> **Vorliegender Text**

Zwei Frauen, Zwei Leben, ein Land: Costa Rica

7. Dezember 2022   |   Autor:in Theresa

Zwei Frauen, Zwei Leben, ein Land: Costa Rica

In meinen bisherigen Newslettern habe ich hauptsächlich über mich und mein Leben als Freiwillige in Costa Rica geschrieben. Ich habe euch von meinen Reisen, meiner Arbeit und anderweitigen Erfahrungen berichtet. In diesem Newsletter möchte ich aber das Gegenteil tun. Wie ist es eigentlich, in Costa Rica aufzuwachsen und zu leben? Da diese Frage natürlich nicht pauschal beantwortet werden kann, habe ich mich dazu entschieden, beispielhaft zwei Geschichten von zwei unterschiedlichen Frauen zu erzählen. Die eine ist die von Estefania (20), meiner Arbeitskollegin, die andere die von María (16), meiner Nachbarin.

> **Quelldaten**
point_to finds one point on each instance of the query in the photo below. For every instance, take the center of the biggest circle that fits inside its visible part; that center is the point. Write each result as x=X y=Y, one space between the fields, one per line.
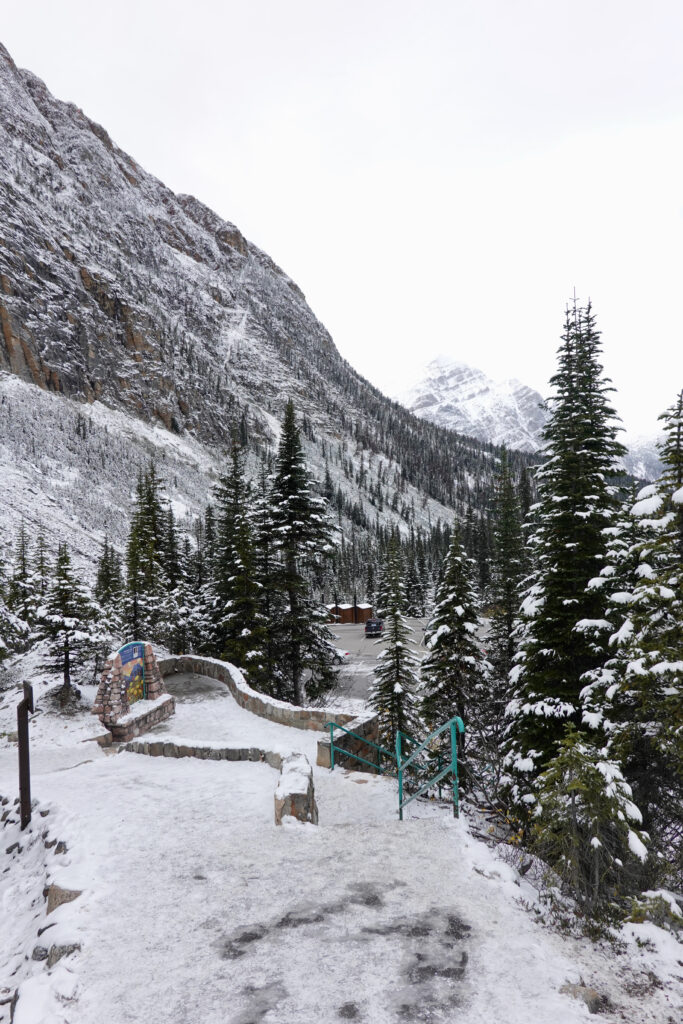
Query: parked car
x=374 y=628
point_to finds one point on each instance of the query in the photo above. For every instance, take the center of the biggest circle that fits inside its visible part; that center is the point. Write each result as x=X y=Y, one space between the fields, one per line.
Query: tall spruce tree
x=12 y=629
x=455 y=672
x=147 y=605
x=68 y=620
x=302 y=535
x=507 y=572
x=636 y=697
x=20 y=591
x=240 y=624
x=392 y=692
x=271 y=600
x=557 y=640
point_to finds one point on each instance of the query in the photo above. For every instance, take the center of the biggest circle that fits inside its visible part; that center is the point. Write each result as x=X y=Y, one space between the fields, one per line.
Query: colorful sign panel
x=132 y=663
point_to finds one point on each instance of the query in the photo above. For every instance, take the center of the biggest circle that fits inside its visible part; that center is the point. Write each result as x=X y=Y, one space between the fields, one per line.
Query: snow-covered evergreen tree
x=586 y=824
x=302 y=535
x=148 y=610
x=12 y=629
x=557 y=642
x=271 y=599
x=455 y=674
x=110 y=592
x=507 y=572
x=69 y=620
x=636 y=697
x=20 y=591
x=240 y=624
x=393 y=690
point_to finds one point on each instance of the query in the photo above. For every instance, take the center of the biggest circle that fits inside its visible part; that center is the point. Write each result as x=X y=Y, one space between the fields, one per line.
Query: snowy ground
x=196 y=907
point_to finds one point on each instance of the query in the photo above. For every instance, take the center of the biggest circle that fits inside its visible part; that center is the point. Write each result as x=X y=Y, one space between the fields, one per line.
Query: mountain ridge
x=116 y=292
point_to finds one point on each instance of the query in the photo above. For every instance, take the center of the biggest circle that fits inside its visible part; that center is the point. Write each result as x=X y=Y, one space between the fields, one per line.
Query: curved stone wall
x=258 y=704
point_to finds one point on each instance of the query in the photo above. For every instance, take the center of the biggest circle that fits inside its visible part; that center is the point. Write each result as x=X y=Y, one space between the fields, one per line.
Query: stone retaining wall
x=258 y=704
x=366 y=726
x=141 y=717
x=159 y=749
x=295 y=795
x=112 y=700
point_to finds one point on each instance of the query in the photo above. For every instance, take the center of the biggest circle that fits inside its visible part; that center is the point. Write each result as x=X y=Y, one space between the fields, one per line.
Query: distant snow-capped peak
x=457 y=395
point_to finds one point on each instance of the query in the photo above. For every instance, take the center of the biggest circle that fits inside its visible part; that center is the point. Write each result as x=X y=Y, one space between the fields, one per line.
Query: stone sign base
x=141 y=717
x=113 y=705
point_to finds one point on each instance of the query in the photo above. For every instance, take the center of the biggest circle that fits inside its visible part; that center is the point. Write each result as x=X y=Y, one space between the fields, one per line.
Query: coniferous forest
x=572 y=700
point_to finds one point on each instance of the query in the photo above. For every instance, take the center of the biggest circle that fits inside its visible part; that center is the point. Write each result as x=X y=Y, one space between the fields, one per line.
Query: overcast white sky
x=437 y=176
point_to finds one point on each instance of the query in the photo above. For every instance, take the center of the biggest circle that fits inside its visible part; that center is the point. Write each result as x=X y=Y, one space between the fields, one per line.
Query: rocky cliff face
x=463 y=398
x=114 y=288
x=460 y=397
x=137 y=323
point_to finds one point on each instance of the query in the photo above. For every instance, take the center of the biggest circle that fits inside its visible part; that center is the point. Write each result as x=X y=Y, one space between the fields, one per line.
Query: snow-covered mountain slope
x=118 y=295
x=456 y=395
x=187 y=906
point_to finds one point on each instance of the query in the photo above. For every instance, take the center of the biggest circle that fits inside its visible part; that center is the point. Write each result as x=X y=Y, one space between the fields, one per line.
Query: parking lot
x=356 y=673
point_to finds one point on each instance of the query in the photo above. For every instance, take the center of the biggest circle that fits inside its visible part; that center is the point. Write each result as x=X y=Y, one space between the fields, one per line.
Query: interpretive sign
x=132 y=664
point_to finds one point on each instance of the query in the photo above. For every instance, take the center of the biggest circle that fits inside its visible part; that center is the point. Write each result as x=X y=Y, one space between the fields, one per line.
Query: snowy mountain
x=134 y=322
x=456 y=395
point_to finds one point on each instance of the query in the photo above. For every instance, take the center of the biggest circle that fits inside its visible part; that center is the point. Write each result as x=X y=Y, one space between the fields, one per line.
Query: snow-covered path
x=196 y=907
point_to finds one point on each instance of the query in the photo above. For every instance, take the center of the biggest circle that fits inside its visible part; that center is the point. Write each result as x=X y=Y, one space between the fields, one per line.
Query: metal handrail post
x=23 y=710
x=454 y=769
x=400 y=778
x=332 y=745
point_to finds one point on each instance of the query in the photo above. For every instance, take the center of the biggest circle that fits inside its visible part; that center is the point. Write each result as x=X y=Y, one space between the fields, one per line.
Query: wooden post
x=23 y=710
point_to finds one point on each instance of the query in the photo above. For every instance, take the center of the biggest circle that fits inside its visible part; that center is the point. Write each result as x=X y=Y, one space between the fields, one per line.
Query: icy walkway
x=197 y=909
x=207 y=713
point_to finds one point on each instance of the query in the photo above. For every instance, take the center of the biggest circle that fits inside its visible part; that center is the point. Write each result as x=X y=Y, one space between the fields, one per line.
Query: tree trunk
x=66 y=686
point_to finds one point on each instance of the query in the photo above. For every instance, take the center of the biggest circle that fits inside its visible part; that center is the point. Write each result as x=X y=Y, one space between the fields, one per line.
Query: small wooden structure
x=342 y=614
x=131 y=696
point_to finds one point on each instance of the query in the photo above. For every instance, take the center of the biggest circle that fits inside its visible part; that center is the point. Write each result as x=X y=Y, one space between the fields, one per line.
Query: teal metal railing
x=402 y=767
x=377 y=764
x=454 y=726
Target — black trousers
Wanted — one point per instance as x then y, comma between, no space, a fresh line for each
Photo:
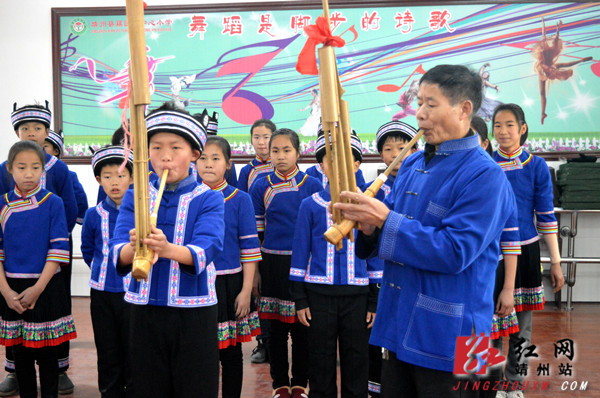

> **Arbeitsaufträge**
[A] Nennen Sie alles, wovon die Autorin laut dem Satz mit „Ich habe euch von“ im Newsletter über Costa Rica in ihren bisherigen Newslettern berichtet hat.
[B] Schreiben Sie den Newsletter über Costa Rica im Anschluss an seinen letzten Satz weiter.

> **Lösungen**
[A] Reisen, Arbeit, anderweitige Erfahrungen

[B]
Estefanias Geschichte

Um die Geschichte Estefanias besser verstehen und nachvollziehen zu können, ist es erst einmal wichtig zu wissen, dass Costa Rica durch seine zentrale Lage innerhalb Mittelamerikas und seiner vergleichsweise hohen Sicherheit von Migration geprägt ist. So kamen bereits früh Migranten aus dem Norden, vor allem aus Nicaragua. Dies hat sich in den letzten Jahren verstärkt. Im Jahr 2018 kam es in Nicaragua zu landesweiten Unruhen, weshalb viele Menschen nach Costa Rica flüchten mussten. Zwei Jahre später flohen fast zehntausend Menschen aus Nicaragua nach Costa Rica, was bei fünf Millionen Einwohnern nicht unerheblich ist.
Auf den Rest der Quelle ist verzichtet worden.